>>>>>

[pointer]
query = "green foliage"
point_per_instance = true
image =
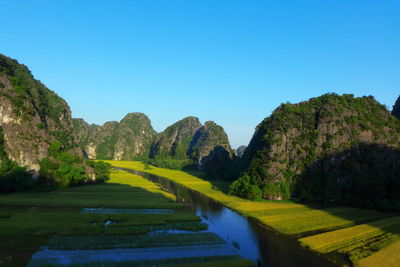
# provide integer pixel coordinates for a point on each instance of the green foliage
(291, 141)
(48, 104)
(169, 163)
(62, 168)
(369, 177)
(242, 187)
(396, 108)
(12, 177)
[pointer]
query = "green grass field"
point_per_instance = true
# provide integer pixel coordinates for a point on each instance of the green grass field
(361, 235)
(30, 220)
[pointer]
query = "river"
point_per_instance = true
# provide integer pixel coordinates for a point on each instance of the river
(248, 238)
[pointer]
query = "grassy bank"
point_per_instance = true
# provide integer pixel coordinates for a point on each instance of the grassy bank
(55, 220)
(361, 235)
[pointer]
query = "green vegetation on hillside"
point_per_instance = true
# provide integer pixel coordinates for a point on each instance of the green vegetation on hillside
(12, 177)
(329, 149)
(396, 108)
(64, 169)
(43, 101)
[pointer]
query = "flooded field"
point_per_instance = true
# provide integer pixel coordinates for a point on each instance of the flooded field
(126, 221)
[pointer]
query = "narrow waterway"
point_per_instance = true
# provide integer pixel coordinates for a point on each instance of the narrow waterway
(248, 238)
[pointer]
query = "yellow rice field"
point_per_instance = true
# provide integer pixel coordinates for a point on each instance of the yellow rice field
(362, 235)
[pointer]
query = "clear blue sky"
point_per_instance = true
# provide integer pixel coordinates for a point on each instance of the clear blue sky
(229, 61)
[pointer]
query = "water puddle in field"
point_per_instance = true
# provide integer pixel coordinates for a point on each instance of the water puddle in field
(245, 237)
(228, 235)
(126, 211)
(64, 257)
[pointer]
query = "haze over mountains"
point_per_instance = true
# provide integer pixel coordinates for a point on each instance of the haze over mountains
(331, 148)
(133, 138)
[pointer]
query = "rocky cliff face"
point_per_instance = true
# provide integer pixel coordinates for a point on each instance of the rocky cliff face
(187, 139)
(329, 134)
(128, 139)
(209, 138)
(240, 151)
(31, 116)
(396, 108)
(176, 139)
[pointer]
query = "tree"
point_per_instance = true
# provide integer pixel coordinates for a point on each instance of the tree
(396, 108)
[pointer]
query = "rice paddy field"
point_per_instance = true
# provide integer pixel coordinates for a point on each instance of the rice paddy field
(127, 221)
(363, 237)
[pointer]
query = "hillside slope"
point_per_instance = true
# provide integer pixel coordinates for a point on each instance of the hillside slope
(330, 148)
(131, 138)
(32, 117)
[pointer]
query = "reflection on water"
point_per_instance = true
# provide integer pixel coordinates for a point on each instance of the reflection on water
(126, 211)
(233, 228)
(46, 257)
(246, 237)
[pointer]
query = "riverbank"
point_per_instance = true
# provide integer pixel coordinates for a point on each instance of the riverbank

<<<<<
>>>>>

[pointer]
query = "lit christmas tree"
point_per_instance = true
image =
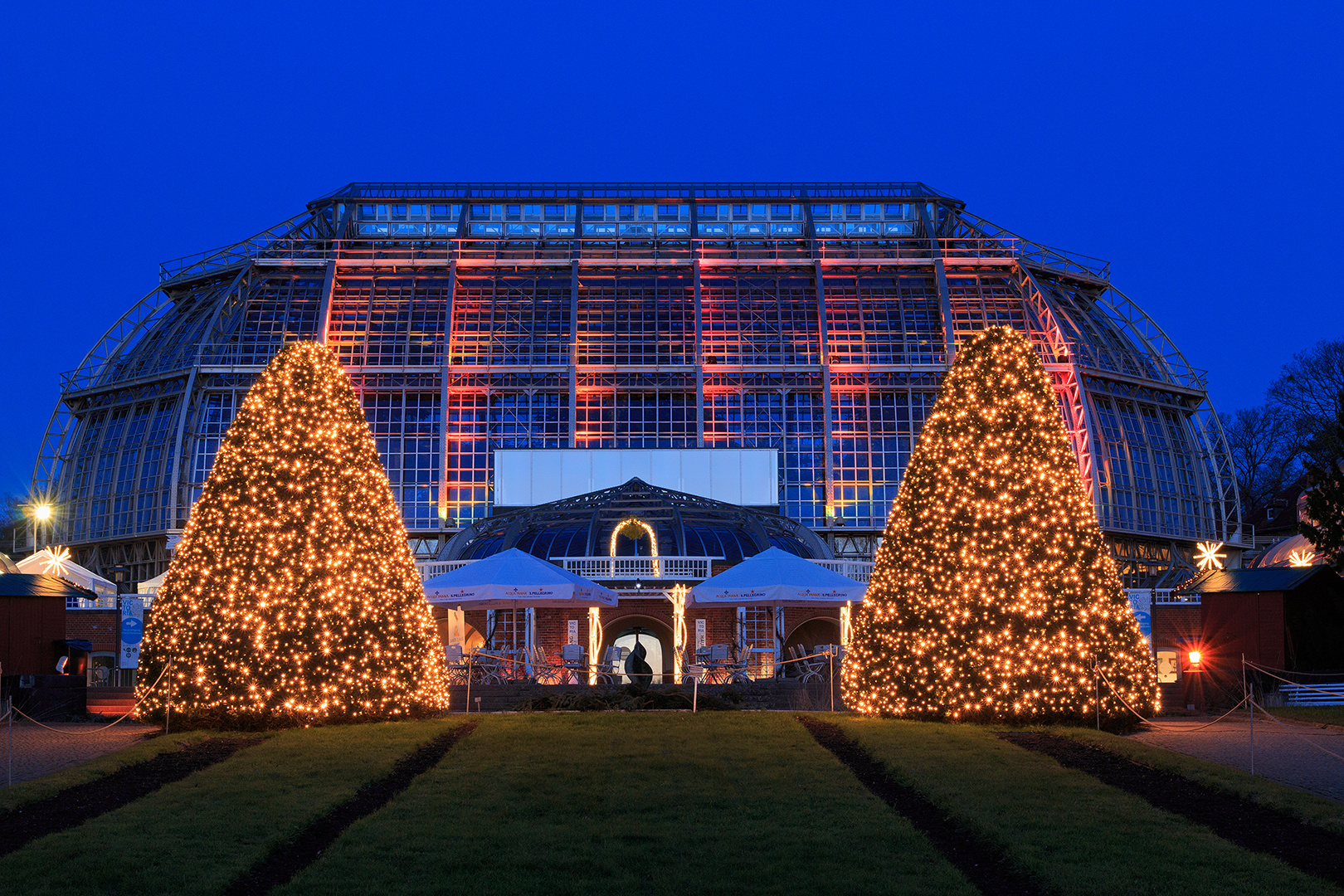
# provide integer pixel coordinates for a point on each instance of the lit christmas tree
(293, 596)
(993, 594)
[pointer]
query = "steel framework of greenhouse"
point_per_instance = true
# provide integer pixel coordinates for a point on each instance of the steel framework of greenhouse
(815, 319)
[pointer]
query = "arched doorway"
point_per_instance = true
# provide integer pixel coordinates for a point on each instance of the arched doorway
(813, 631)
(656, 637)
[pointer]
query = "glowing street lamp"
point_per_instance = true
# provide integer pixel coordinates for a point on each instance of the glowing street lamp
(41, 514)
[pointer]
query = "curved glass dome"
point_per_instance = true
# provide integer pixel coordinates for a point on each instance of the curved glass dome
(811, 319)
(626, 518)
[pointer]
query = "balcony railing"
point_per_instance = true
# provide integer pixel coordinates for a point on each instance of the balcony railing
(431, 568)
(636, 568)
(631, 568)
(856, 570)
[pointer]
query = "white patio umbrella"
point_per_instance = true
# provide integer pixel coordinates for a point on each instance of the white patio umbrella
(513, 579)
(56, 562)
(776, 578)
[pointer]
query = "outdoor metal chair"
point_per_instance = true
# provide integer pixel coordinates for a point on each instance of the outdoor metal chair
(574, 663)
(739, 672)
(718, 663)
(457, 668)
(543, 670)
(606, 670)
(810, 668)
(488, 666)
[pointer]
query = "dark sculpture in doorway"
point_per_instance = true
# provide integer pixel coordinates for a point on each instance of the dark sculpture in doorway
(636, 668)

<<<<<
>>>>>

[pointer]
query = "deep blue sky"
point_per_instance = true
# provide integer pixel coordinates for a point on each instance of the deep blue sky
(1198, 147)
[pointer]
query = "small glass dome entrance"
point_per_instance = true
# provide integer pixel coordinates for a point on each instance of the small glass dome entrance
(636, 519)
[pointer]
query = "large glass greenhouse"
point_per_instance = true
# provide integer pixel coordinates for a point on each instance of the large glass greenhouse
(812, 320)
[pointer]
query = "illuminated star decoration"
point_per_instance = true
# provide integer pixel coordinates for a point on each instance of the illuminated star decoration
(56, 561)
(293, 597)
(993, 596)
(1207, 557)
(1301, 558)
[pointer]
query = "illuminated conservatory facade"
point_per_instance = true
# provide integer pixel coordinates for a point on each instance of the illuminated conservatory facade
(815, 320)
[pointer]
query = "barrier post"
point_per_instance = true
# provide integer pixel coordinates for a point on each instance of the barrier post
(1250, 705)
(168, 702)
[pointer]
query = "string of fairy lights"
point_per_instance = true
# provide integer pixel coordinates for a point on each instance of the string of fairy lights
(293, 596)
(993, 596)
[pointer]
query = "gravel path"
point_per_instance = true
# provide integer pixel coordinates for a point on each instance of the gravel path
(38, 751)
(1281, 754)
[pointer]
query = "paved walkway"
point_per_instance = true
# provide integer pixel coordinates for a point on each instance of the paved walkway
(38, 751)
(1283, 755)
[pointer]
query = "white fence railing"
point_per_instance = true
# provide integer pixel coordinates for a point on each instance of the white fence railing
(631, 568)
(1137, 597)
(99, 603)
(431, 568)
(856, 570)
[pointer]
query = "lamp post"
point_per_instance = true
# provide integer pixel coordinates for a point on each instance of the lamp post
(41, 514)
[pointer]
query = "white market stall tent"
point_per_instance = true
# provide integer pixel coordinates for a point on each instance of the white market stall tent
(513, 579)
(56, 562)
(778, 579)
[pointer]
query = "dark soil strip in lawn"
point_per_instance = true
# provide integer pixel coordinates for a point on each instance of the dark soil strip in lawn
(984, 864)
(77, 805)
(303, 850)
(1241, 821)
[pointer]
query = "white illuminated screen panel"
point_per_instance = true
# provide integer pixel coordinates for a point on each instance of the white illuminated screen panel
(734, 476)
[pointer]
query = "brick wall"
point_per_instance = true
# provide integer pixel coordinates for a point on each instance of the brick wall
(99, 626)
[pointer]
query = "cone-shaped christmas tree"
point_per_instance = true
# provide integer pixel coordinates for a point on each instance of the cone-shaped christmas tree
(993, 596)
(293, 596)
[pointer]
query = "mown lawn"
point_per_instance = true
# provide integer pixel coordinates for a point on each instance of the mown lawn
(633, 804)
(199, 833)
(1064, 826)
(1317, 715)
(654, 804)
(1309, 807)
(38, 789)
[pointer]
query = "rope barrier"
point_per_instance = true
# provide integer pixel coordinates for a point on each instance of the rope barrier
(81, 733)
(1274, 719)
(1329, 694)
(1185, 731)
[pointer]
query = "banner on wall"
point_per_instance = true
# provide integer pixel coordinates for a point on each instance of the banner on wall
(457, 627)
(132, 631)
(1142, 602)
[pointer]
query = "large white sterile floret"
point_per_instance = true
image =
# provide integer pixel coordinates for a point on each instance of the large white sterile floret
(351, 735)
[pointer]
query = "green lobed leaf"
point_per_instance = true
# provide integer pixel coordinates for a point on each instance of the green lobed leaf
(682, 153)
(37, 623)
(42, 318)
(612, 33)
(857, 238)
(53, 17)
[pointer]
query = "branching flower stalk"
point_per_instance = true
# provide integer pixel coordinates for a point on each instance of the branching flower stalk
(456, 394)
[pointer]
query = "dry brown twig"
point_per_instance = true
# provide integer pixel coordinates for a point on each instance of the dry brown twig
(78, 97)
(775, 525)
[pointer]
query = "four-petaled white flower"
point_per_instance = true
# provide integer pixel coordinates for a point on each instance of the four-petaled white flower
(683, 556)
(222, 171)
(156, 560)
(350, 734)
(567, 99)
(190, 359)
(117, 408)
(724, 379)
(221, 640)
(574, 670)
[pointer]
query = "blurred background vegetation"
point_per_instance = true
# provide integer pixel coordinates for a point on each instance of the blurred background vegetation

<<<<<

→ SET PROBLEM: Collect every line of the records that contains the string "paved" and list those lines.

→ FINISHED EXERCISE:
query = "paved walkway"
# provide integer pixel coordinates for a point on each instance of the paved walkway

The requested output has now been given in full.